>> begin
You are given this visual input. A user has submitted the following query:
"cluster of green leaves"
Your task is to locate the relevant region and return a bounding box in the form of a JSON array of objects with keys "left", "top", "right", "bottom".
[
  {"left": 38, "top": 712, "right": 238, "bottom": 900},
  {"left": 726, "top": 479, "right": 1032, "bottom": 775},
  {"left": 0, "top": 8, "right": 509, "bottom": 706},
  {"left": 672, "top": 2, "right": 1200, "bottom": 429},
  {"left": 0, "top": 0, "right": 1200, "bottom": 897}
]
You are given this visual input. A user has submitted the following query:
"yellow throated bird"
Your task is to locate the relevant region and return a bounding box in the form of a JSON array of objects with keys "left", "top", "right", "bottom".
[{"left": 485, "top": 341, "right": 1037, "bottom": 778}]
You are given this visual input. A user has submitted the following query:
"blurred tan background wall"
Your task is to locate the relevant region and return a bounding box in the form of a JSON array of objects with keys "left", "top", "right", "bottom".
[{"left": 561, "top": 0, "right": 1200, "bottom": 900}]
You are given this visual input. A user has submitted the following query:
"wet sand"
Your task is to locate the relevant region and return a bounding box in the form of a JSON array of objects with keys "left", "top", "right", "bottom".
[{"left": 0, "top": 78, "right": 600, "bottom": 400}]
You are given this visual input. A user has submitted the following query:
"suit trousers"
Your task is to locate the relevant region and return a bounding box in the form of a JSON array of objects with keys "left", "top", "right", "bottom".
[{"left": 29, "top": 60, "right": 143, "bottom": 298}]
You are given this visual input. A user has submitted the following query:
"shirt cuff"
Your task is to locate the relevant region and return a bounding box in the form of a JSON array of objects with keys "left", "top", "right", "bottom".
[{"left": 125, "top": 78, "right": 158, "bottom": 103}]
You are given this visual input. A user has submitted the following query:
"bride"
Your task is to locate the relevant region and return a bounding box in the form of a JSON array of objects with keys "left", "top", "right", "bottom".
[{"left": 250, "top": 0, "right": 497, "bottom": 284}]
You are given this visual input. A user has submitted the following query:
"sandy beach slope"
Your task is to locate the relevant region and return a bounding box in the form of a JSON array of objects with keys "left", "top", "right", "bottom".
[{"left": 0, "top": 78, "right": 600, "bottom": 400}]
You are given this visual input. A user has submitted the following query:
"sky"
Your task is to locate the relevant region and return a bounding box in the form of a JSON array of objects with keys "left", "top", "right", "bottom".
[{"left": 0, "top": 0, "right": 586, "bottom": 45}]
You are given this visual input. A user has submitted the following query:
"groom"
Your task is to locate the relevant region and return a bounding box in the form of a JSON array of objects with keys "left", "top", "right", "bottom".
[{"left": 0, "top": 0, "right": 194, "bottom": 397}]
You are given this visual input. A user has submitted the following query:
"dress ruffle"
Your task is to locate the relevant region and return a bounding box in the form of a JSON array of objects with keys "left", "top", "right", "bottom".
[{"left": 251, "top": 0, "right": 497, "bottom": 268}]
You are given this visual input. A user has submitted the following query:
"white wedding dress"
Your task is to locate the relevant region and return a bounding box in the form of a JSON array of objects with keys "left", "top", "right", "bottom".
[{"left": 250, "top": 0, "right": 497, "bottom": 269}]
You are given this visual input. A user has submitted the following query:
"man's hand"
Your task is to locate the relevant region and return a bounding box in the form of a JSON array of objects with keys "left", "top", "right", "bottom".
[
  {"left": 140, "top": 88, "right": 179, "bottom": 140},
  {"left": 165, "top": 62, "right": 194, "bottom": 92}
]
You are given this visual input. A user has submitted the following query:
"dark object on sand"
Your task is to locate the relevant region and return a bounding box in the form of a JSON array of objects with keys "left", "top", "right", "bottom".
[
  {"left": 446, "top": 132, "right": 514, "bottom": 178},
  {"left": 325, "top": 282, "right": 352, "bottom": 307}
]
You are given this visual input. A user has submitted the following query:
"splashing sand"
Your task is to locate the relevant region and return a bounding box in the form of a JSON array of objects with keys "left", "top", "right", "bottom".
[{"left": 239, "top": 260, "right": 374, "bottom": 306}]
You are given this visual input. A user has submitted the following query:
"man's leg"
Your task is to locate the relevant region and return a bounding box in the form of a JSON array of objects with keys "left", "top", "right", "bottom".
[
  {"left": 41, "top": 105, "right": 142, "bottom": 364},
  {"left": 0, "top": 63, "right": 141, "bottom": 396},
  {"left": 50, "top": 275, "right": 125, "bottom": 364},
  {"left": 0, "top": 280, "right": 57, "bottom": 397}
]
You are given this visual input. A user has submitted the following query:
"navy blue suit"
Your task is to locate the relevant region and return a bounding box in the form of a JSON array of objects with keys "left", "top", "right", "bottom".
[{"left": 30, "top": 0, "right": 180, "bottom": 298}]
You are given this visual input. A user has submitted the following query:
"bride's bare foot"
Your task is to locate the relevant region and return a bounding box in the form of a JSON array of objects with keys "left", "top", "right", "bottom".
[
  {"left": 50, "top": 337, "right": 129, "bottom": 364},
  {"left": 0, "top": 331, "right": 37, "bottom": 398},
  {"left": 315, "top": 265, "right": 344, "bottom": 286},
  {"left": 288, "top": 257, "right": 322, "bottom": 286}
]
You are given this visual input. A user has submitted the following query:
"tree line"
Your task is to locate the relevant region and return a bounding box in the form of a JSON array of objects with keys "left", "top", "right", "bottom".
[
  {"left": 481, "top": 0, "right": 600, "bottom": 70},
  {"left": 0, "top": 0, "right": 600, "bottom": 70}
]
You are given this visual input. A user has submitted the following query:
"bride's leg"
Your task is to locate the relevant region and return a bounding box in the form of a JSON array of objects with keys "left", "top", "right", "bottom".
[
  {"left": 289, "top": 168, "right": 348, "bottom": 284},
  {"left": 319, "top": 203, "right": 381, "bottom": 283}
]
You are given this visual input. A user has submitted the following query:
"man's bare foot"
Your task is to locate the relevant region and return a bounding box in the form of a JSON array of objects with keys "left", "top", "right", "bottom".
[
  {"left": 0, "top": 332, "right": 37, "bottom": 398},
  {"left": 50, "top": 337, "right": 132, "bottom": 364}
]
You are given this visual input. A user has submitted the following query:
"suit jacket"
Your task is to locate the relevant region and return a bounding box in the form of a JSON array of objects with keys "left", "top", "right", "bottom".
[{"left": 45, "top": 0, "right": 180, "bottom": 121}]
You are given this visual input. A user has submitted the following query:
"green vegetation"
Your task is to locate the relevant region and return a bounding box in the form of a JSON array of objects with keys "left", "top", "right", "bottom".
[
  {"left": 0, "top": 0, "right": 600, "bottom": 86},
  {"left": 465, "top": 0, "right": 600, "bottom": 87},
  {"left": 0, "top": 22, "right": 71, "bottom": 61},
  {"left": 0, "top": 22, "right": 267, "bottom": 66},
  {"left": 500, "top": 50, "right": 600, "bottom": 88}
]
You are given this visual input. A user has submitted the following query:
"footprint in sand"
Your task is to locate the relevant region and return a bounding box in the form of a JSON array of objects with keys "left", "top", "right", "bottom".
>> end
### Instructions to follow
How many lines in the entries above contain the string "suit"? Case counts. Reply with the number alone.

### Final answer
3